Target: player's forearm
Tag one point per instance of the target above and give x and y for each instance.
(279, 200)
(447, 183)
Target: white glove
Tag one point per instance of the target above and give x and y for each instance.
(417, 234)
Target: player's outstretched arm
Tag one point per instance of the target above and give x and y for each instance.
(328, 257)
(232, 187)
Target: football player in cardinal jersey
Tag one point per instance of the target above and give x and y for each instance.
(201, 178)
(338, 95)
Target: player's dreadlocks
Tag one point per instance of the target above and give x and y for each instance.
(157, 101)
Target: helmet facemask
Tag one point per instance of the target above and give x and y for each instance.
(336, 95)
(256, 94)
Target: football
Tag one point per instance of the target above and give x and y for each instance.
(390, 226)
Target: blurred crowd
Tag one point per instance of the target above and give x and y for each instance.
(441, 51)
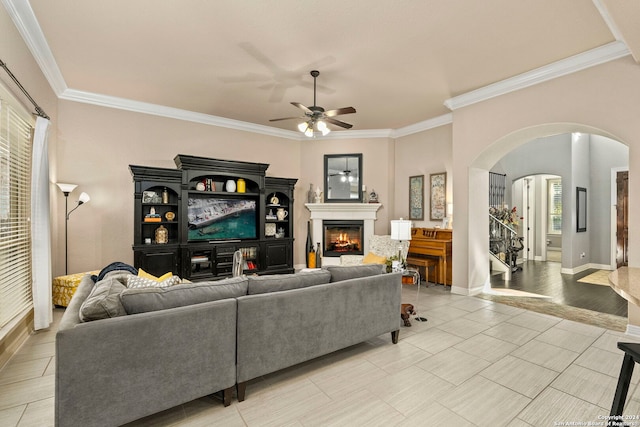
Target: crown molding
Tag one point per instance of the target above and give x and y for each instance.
(25, 21)
(173, 113)
(582, 61)
(435, 122)
(606, 17)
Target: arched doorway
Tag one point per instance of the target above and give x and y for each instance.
(599, 236)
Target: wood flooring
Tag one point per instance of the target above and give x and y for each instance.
(545, 278)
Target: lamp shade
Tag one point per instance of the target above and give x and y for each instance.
(401, 229)
(84, 198)
(66, 188)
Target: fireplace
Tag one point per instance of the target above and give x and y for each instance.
(342, 237)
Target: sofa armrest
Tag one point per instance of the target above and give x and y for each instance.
(128, 367)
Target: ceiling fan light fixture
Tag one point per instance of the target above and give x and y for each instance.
(315, 117)
(309, 131)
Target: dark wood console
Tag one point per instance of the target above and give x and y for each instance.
(208, 209)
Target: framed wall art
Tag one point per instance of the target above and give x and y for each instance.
(438, 196)
(416, 197)
(581, 209)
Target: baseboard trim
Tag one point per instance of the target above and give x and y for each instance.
(14, 335)
(633, 330)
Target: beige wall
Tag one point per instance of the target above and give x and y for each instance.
(422, 153)
(92, 146)
(96, 145)
(16, 55)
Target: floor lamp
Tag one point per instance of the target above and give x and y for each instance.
(401, 231)
(84, 198)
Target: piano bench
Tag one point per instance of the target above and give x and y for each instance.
(422, 265)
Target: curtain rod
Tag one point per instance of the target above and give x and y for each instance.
(39, 111)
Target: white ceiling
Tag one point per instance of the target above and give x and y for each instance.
(396, 62)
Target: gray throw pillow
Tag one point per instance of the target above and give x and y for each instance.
(342, 272)
(103, 301)
(141, 300)
(284, 282)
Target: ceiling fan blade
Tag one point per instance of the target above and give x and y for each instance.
(302, 107)
(285, 118)
(339, 111)
(338, 123)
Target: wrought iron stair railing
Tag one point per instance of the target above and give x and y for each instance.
(501, 238)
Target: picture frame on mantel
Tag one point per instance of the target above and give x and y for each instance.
(416, 197)
(438, 196)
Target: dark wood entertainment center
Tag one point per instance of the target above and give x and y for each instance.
(171, 198)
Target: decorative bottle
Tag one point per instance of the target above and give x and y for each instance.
(311, 195)
(242, 185)
(312, 258)
(309, 245)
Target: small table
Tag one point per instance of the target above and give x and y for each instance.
(413, 278)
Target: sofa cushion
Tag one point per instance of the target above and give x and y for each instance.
(103, 300)
(141, 300)
(342, 272)
(284, 282)
(144, 282)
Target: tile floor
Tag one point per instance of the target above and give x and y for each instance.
(474, 363)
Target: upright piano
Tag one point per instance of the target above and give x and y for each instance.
(432, 246)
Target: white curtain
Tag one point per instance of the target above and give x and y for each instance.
(41, 228)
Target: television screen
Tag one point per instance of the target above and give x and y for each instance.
(219, 218)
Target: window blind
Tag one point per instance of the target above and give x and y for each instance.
(16, 128)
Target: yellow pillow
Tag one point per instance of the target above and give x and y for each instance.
(372, 258)
(142, 273)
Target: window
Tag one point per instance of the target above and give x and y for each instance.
(16, 126)
(554, 206)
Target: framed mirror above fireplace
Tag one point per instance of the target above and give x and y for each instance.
(342, 178)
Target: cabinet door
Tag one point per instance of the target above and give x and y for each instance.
(278, 256)
(157, 262)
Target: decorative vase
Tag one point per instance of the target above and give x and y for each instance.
(162, 235)
(281, 214)
(242, 186)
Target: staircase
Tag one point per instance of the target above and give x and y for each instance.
(501, 239)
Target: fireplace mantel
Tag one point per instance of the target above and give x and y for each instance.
(367, 212)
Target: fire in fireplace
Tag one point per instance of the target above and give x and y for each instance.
(342, 237)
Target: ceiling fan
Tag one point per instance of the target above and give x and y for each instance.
(315, 117)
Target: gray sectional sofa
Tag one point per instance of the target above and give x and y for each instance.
(123, 353)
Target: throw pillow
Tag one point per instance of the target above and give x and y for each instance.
(143, 282)
(372, 258)
(103, 301)
(146, 275)
(142, 300)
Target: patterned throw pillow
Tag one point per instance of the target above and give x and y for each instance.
(143, 282)
(372, 258)
(146, 275)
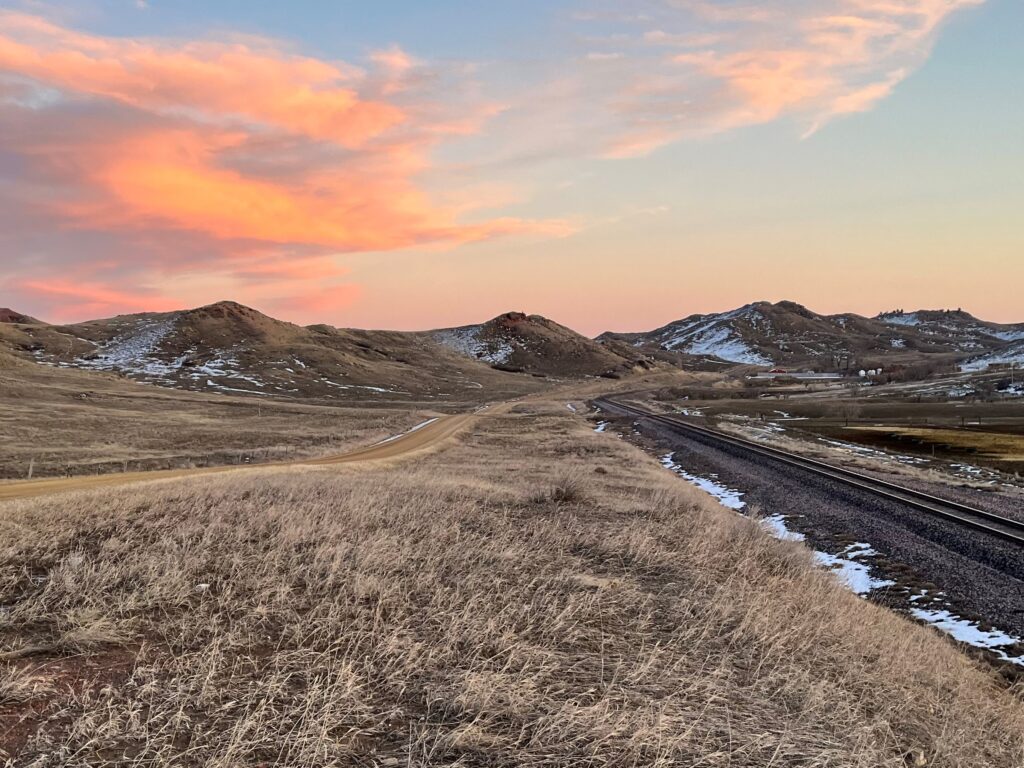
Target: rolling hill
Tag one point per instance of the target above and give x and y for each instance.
(788, 334)
(537, 345)
(233, 349)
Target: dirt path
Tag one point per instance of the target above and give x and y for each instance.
(427, 436)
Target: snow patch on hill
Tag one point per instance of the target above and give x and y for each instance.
(908, 320)
(1011, 356)
(134, 352)
(715, 336)
(467, 341)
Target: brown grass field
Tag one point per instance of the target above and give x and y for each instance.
(60, 423)
(534, 594)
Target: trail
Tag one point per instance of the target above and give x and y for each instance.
(402, 445)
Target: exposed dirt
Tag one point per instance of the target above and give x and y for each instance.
(411, 442)
(982, 577)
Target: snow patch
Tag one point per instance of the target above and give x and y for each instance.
(467, 341)
(969, 632)
(725, 496)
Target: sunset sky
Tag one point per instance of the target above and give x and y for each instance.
(612, 165)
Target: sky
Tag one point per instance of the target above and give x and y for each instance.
(610, 164)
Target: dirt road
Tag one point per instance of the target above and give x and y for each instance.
(427, 436)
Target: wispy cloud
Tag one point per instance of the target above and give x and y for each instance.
(697, 67)
(129, 164)
(260, 159)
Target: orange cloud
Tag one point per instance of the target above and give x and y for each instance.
(218, 81)
(237, 160)
(747, 64)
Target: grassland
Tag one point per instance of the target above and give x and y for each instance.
(57, 422)
(534, 595)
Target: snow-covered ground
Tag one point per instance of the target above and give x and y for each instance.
(715, 336)
(969, 632)
(909, 320)
(1014, 356)
(725, 496)
(467, 341)
(134, 351)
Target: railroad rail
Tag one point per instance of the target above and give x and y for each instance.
(962, 514)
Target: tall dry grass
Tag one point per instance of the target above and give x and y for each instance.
(462, 610)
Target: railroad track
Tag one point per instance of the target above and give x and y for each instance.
(1004, 527)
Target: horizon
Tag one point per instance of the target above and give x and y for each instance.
(588, 333)
(413, 167)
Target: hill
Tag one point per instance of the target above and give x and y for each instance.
(788, 334)
(230, 348)
(535, 344)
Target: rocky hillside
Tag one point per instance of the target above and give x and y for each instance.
(788, 334)
(537, 345)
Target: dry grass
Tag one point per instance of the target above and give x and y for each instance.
(69, 423)
(438, 614)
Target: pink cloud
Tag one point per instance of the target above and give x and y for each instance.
(241, 161)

### GOAL:
Leave out the pictures and transcribe everything else exactly.

### RESULT:
Target: player's forearm
Tag one point per instance of the target above and give x and y for each instance.
(279, 200)
(447, 183)
Target: white glove
Tag one point per instance of the target above and give x and y for each instance.
(417, 234)
Target: player's outstretched arm
Tag one point per instance of the target above and give x and y for each instance.
(328, 257)
(232, 187)
Target: football player in cardinal jersey
Tag one point per instance of the target above and give x and y for each instance.
(201, 178)
(338, 95)
Target: player's dreadlocks
Tag one point per instance of the target above and give x and y for each instance.
(157, 101)
Target: helmet facemask
Tag one point per instance of the target above and give x and y for each instance.
(336, 95)
(256, 94)
Target: football
Tag one point per instance of the target above and give x and y for each instance.
(390, 226)
Target: blurred crowd
Tag one point per instance of the target above and give x and y for each instance.
(441, 51)
Target: crown molding
Tag one point per instance of the target above and give x and y for each instance.
(25, 21)
(173, 113)
(582, 61)
(435, 122)
(606, 17)
Target: arched doorway
Tag one point per instance of the target above and give x and y for each instance.
(599, 236)
Target: wood flooring
Tag one point per instance of the target above and give x and y for each instance.
(545, 278)
Target: lamp shade
Tag one point per instance of the target above and give x and y for each instance.
(401, 229)
(84, 198)
(66, 188)
Target: fireplace
Tag one point per instance of the target above and give x and y for each instance.
(342, 237)
Target: sofa armrest
Tag one point per instance of the target above and give x and y for each instance.
(128, 367)
Target: ceiling fan light fixture
Tag one point per instance of the target above and give x and y for each instance.
(315, 117)
(309, 131)
Target: dark wood console
Tag one point per instance of the target above and give x and y for each instance.
(208, 209)
Target: framed wall art
Tag one point per instance of the target above and give x and y for each instance.
(438, 196)
(416, 197)
(581, 209)
Target: baseboard trim
Tag one point per instance of the target above and give x and y for each instance.
(14, 335)
(633, 330)
Target: beige wall
Tag one point per instance of the target above and give x and y for each instance.
(422, 153)
(92, 146)
(96, 145)
(16, 55)
Target: floor lamp
Tag one point per instance of the target above and give x and y for each instance.
(401, 231)
(84, 198)
Target: piano bench
Tag one point per instance of the target above and give x and y for each instance.
(422, 265)
Target: curtain rod
Tag one point per instance of the target above and give x and y for each instance.
(39, 111)
Target: white ceiling
Tag one point per instance of the target above and give x and y for each instance.
(396, 62)
Target: gray throw pillow
Tag one point per instance of the target above and give x and y for each instance.
(342, 272)
(103, 301)
(141, 300)
(284, 282)
Target: ceiling fan blade
Tag one point per instance of the target above and give x and y for each instance.
(302, 107)
(285, 118)
(339, 111)
(338, 123)
Target: wrought iron stair railing
Tag one point per instance of the target above and give x and y for each instance.
(501, 238)
Target: picture frame on mantel
Tag one point per instance of the target above and give x and y for each instance.
(416, 197)
(438, 196)
Target: dark wood entertainment center
Tag one point per instance of the target above and give x and y for each instance.
(171, 198)
Target: decorative bottle
Tag one point per instance of the target above and give x and y for each instance.
(311, 195)
(242, 185)
(312, 258)
(309, 245)
Target: small table
Tag one point per instance of the target above and give x and y for each instance.
(413, 278)
Target: sofa cushion
Tag one point per instance of the target above and give x and y for each instance.
(103, 300)
(141, 300)
(342, 272)
(284, 282)
(144, 282)
Target: tile floor
Tag one point per instance of the target above and give x and y for each instance.
(474, 363)
Target: upright piano
Tag one point per instance of the target above and give x and y for each instance.
(432, 246)
Target: white curtain
Tag one point per instance of the target above and give x and y for each instance.
(41, 228)
Target: television screen
Tag one point per instance of the target above and give x and y for each instance.
(219, 218)
Target: window blind
Tag one point per instance of the target above and give x and y for each instance.
(16, 128)
Target: yellow pillow
Tag one point per instance of the target above and give x and y for each instance.
(372, 258)
(142, 273)
Target: window
Tag one point per instance of the target above and give x and y for each instance.
(16, 126)
(554, 206)
Target: framed mirror above fireplace
Tag one point per instance of the target above and give x and y for each instance.
(342, 178)
Target: cabinet door
Tag one point per instance of the target above and give x and y for each instance.
(278, 256)
(157, 262)
Target: decorative vase
Tag one point per instance of the target above and give x and y for each instance.
(162, 235)
(281, 214)
(242, 186)
Target: staircase
Tag one point per instance of the target above and give x and y for each instance.
(501, 239)
Target: fireplace mantel
Tag one point per instance of the target above and give x and y for each instance.
(367, 212)
Target: fire in fireplace
Tag one point per instance of the target above and give x and y for each instance.
(342, 237)
Target: ceiling fan
Tag one point per instance of the target above and give x and y for each instance.
(315, 117)
Target: gray sectional sofa
Tag one point per instance of the target above and give x and y for each instance.
(123, 353)
Target: throw pillow
Tag one point per instance of the target above and give x and y for each instance.
(143, 282)
(372, 258)
(103, 301)
(146, 275)
(142, 300)
Target: patterned throw pillow
Tag one point per instance of the target above and give x and y for each instance.
(143, 282)
(372, 258)
(146, 275)
Target: rolling hill
Tag one point per instance of the target above and give x and y for each instance.
(788, 334)
(537, 345)
(233, 349)
Target: dirt path
Tag one point per instance of the target above and give x and y for each instance.
(427, 436)
Target: snow patch on hill
Tag one point per instance of the target above and give x and y for each instance.
(908, 320)
(1011, 356)
(134, 352)
(715, 336)
(467, 341)
Target: brown grass field
Tag one point per instance of the target above and give x and y for each instance.
(60, 423)
(534, 594)
Target: trail
Tag one point per instance of the target above and give x and y for each instance.
(402, 445)
Target: exposed dirt
Tag one point per instance of the target above and give x and y for each instance.
(411, 442)
(982, 577)
Target: snow patch
Tag one point per instance of the target above and give x and y for each instance.
(467, 341)
(969, 632)
(725, 496)
Target: sunset sky
Tag one point per instance of the target above and give x and y for each instance.
(612, 165)
Target: sky
Tag one point per instance of the target above and give x and y for each instance.
(610, 164)
Target: dirt road
Tag one point per instance of the target above and give x and y for each instance.
(427, 436)
Target: wispy cloud
Tag one point per instance of the target above and give x and y for each instance.
(697, 67)
(129, 164)
(260, 159)
Target: orange cloud
Tag one point per instance of the target above and give x and y for each instance.
(218, 81)
(237, 160)
(747, 64)
Target: grassland
Tag one point per instance of the target above and give x and y for each instance.
(57, 422)
(534, 595)
Target: snow-covered ground
Tag one point per instance of the target above and give x and y for each instance.
(715, 336)
(969, 632)
(909, 320)
(1014, 356)
(725, 496)
(467, 341)
(134, 351)
Target: railroad rail
Tag one point per instance of the target above and give x and y for each instance.
(962, 514)
Target: tall dry grass
Tag one point per instance of the target above and give x and y for each instance.
(462, 610)
Target: railroad track
Tag one point per instance of the target above and give x and y for each instance.
(1004, 527)
Target: horizon
Tag one point per instance of the target above and give x and y for each instance.
(588, 333)
(413, 167)
Target: hill
Tag one point per instance of the target above and give x and y for each instance.
(788, 334)
(230, 348)
(535, 344)
Target: rocky hillside
Tag one point per instance of the target above and give x and y for each instance.
(788, 334)
(537, 345)
Target: dry grass
Tag one point per instance of the target above and give x and y for each instance.
(69, 423)
(438, 614)
Target: pink cloud
Tag one point per instance of the target above and give x and y for each instance.
(241, 161)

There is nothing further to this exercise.